Stated task –
Put every line of the entries below into a JSON list of strings, one string per line, and leave out any blank lines.

= = = = =

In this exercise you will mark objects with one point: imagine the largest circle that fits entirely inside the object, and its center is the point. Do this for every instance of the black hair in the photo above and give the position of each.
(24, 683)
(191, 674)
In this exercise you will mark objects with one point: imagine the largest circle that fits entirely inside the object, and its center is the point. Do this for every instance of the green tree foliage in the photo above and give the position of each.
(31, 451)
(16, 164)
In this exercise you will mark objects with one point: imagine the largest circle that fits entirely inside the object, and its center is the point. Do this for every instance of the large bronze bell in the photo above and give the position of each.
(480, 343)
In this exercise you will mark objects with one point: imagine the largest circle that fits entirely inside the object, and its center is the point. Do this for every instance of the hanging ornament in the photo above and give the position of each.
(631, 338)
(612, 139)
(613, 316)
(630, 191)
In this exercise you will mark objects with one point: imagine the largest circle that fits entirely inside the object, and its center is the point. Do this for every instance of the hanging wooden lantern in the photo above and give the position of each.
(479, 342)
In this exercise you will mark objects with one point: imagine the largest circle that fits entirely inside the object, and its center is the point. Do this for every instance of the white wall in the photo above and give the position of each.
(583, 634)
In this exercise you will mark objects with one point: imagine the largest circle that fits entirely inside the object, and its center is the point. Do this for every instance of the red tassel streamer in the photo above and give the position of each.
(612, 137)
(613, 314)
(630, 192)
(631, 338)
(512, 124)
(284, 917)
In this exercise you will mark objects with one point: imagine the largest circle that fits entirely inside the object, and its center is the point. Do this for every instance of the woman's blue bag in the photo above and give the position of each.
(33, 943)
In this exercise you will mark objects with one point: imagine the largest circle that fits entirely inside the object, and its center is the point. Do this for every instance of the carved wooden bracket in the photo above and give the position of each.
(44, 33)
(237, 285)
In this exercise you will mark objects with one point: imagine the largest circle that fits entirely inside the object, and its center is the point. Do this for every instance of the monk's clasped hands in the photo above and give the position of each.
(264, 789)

= = = = =

Solution –
[
  "In this exercise you will mark objects with one point: imagine the largest circle that fits entirely inside the object, and its center is the point. Do this for every instance of the black hair in the photo above and give the position of each.",
  "(24, 683)",
  "(191, 674)",
  "In this exercise you will mark objects with one point: imagine the largest circle that fits entirely inside the object, and its center is the point. Do this for every instance of the green tree foliage in the photo above and give the position of each.",
  "(31, 451)",
  "(16, 164)",
  "In this exercise you will mark objects with one point: imagine the largest circle that fits entirely inside the object, and its center is the point. Do this for every instance of the large bronze bell in the photo above and give the position of each.",
  "(480, 343)",
  "In this exercise you will mark objects with one point: imagine the largest circle that fits entirely inside the object, and its center is the point. Do this for every instance of the hanging ornament in the photo above and give the position of each.",
  "(631, 338)",
  "(612, 139)",
  "(613, 316)",
  "(630, 191)",
  "In this exercise you will mark objects with one point: imagine the largest circle that fits entirely inside the object, and its center is the point. Do this for every instance of the hanging wooden lantern in the photo above and give the position of each.",
  "(479, 342)",
  "In this exercise you will mark objects with one point: imagine the largest circle that fits entirely inside the object, and its center is the point. Do this for every instance of the white wall in the photo above and give the position of each.",
  "(583, 634)",
  "In this exercise you will mark objects with one point: imagine the largest circle that fits entirely inside the object, and its center is the point. Do this for every instance of the red tassel streamer in the photo above and give the position of each.",
  "(612, 137)",
  "(613, 314)",
  "(630, 192)",
  "(631, 338)",
  "(512, 124)",
  "(284, 917)",
  "In this exercise you will mark objects with one point: imagine the largest circle that fits entirely inside the object, and its center is the point. Do this for every instance of the woman's blue bag in the photo above and give the position of each.",
  "(33, 943)",
  "In this exercise you will mark objects with one point: imagine the largest circle that fits entirely inside the object, and its center is the point. Do this for every instance of the carved wooden bracket in the photo above and give the position of each.",
  "(44, 33)",
  "(237, 285)",
  "In this exercise you will mark objects with one point: imagine the largest circle that fits entirely inside the object, and its center is the point. Do this for every instance of the monk's clasped hands in the photo above and give the position of each.",
  "(264, 789)"
]